# APPLY WHAT YOU READ
1. Retype the passage of the AI data privacy guide from "Free tier (Gemini" to "location, and processing.".
2. Answer these questions using the AI data privacy guide:
(a) On Gemini's free tier, what setting must be turned off to opt out of Google using conversations to improve its products and AI models?
(b) According to the guide, what happens to your data when you run an open-source model on your own hardware?
(c) What does the guide's third practical step recommend for teams that use AI tools regularly?
3. Carry on the AI data privacy guide from its last sentence.

API usage: Data sent through the Anthropic API is not used for model training by default, similar to OpenAI's API policy.
Google (Gemini)
Free tier (Gemini with a Google account): By default, Google may use your Gemini conversations to improve its products and AI models. You can opt out by turning off Gemini Apps Activity in your Google account activity controls. Note that when activity is on, human reviewers at Google may read your conversations as part of quality review.
Google Workspace with Gemini (business plans): Google states that Workspace customer data processed by Gemini is not used to train the underlying AI models. Workspace data processing is covered by Google's Workspace data processing terms, which provide specific commitments about data use, storage location, and processing.
Vertex AI (Google's API platform): Customer data processed through Vertex AI is not used to train Google's models, consistent with Google Cloud's data processing terms.
What about smaller and open-source models?
If you run an open-source model (like Llama from Meta) on your own hardware, your data never leaves your machine. This is the most private option, though it requires technical expertise to set up and maintain.
Cloud services that host open-source models (like Amazon Bedrock or Azure AI) process your data on their infrastructure. Their data policies vary, so check the specific terms of service for the hosting provider. In general, major cloud providers commit to not using customer data for model training.
Practical steps to protect your data
1. Check your settings
For every AI tool you use, go into the settings and check whether your data is being used for training. Opt out if you are uncomfortable with it, or if you are using the tool for work.
2. Be thoughtful about what you share
Regardless of the privacy settings, avoid pasting confidential information — client data, financial details, proprietary code, personal health information — into any AI tool unless you are certain about how that data is handled.
3. Use business or enterprise plans for work
If your team uses AI tools regularly, upgrade to a business or enterprise plan. These plans consistently provide stronger data protection: no training on your data, data processing agreements, compliance certifications, and admin controls.
4. Consider the API for custom applications
If your company is building an application that uses AI, using the API rather than the consumer chat interface gives you more control. API data is generally not used for training by default, and you can implement additional safeguards in your own code.

# MATERIAL PROVIDED
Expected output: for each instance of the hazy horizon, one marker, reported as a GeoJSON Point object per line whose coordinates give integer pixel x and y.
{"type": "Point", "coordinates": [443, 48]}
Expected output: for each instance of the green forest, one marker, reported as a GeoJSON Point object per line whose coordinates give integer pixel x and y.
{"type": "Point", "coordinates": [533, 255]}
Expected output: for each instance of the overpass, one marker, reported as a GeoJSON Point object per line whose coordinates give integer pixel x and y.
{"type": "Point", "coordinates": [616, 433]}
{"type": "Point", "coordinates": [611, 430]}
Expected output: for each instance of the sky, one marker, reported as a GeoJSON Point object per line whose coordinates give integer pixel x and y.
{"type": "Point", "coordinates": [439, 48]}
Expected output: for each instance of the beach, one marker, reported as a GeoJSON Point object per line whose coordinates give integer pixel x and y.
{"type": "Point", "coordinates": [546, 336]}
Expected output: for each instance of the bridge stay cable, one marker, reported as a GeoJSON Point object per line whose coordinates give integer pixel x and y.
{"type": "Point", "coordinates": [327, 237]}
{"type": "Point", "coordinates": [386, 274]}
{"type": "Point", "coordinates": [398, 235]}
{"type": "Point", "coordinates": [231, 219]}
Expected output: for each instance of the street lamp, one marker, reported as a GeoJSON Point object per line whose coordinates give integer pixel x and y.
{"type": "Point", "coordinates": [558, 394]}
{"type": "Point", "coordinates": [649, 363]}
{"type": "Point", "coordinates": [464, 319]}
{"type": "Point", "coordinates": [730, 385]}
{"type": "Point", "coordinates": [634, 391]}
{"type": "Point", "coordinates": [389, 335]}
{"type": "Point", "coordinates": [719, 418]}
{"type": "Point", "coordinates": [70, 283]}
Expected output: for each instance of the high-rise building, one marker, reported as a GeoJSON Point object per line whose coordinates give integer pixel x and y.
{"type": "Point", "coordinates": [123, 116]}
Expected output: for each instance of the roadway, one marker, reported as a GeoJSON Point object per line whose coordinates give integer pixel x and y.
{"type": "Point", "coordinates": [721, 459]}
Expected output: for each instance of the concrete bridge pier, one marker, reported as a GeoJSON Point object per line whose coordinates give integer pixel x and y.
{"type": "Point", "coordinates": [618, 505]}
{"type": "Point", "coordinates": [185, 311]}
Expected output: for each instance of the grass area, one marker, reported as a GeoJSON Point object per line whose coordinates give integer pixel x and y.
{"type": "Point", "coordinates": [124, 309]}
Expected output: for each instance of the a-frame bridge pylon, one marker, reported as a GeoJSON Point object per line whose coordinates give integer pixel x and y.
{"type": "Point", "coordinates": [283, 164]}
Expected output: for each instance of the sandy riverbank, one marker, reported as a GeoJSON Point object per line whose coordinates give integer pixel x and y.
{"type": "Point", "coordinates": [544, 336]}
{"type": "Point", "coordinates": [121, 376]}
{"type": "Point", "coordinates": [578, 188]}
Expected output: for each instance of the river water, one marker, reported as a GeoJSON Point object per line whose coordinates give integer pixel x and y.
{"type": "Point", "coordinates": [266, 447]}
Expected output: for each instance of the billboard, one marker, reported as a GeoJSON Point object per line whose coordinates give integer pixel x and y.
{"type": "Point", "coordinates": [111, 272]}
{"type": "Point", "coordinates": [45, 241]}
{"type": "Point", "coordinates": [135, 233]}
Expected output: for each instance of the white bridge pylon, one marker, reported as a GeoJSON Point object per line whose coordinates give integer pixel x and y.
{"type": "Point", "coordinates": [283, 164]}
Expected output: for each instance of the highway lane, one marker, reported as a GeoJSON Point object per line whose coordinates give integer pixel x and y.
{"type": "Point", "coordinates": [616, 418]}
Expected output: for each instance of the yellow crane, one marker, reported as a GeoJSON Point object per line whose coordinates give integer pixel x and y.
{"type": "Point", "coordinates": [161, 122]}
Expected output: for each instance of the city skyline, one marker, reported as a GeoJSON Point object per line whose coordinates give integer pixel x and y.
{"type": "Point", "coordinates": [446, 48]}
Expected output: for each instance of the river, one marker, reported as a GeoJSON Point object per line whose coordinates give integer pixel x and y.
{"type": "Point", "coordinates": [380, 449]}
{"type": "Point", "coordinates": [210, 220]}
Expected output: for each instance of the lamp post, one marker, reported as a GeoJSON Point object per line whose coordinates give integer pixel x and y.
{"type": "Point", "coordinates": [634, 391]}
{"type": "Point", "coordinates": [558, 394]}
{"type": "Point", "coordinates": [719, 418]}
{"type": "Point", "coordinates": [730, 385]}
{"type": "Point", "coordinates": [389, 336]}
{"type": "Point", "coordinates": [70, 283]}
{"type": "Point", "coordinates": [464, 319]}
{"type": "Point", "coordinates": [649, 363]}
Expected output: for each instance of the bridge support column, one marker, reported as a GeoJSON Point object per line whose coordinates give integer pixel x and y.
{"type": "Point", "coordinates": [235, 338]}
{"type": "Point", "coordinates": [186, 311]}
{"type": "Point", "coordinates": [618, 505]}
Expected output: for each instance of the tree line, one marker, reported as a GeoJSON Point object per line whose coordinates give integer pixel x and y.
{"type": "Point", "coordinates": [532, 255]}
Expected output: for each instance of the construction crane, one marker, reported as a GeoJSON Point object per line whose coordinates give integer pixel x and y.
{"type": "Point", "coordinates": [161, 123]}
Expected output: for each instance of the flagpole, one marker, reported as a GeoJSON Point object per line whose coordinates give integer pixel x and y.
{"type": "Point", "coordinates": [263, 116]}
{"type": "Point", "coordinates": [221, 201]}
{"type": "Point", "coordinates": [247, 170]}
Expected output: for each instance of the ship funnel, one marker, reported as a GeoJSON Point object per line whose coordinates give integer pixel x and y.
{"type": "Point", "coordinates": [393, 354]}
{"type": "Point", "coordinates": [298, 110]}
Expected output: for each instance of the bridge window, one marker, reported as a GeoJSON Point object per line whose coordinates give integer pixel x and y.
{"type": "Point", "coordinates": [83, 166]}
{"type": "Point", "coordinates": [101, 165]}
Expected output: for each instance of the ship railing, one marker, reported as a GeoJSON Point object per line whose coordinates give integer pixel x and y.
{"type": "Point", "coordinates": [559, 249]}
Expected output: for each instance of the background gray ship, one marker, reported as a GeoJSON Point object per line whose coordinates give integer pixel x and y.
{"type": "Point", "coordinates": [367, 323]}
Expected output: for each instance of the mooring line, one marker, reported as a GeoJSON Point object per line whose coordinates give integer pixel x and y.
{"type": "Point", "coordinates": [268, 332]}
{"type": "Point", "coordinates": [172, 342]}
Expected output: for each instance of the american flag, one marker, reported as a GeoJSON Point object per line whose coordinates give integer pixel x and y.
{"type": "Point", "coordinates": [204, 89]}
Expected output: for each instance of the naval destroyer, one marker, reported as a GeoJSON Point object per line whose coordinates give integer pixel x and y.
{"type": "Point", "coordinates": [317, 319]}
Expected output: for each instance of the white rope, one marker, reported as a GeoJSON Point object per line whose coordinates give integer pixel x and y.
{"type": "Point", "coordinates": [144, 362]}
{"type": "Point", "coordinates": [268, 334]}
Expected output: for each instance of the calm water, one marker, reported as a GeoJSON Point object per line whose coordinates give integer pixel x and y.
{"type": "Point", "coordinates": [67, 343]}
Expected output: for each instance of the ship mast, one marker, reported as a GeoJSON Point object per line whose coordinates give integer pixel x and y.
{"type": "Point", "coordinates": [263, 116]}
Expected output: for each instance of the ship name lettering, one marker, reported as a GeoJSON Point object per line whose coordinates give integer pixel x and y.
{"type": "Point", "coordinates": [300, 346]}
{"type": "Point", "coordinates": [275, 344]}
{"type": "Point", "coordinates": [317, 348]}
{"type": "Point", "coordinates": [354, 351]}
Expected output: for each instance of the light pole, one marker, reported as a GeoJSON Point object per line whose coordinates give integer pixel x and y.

# RESULTS BY TASK
1.
Free tier (Gemini with a Google account): By default, Google may use your Gemini conversations to improve its products and AI models. You can opt out by turning off Gemini Apps Activity in your Google account activity controls. Note that when activity is on, human reviewers at Google may read your conversations as part of quality review.
Google Workspace with Gemini (business plans): Google states that Workspace customer data processed by Gemini is not used to train the underlying AI models. Workspace data processing is covered by Google's Workspace data processing terms, which provide specific commitments about data use, storage location, and processing.

2.
(a) Gemini Apps Activity, in the Google account activity controls.
(b) It never leaves your machine.
(c) Upgrading to a business or enterprise plan.

3.
5. Keep an eye on policy changes
AI data policies are evolving. What is true today may change with the next terms-of-service update. Review the privacy policies of the tools you rely on at least once a quarter.
Data safety and AI agents
Data privacy becomes more complex when AI agents are involved. An agent that connects to your email, calendar, and payment systems has access to sensitive data across multiple services. The data flowing through the agent includes not just your prompts, but the content of your emails, the details of your calendar events, and your payment information.
This is another reason why a control layer between your agents and the services they access is valuable. Multicorn Shield provides that layer — ensuring that agents only access the data they are specifically permitted to see, and that every data access is logged in a reviewable activity trail.
Key takeaways
- All major AI providers may use your free-tier conversations for model training, but all offer opt-out controls.
- Business and enterprise plans consistently provide stronger data protection: no training on your data, plus data processing agreements and compliance certifications.
- API usage is generally not used for training by default across all major providers.
- Running open-source models on your own hardware provides the strongest data privacy.
- Avoid sharing confidential information in AI tools unless you have verified the data policy.
- AI agents create additional data privacy considerations because they access data across multiple services — tools like Multicorn Shield help manage this by enforcing granular access permissions.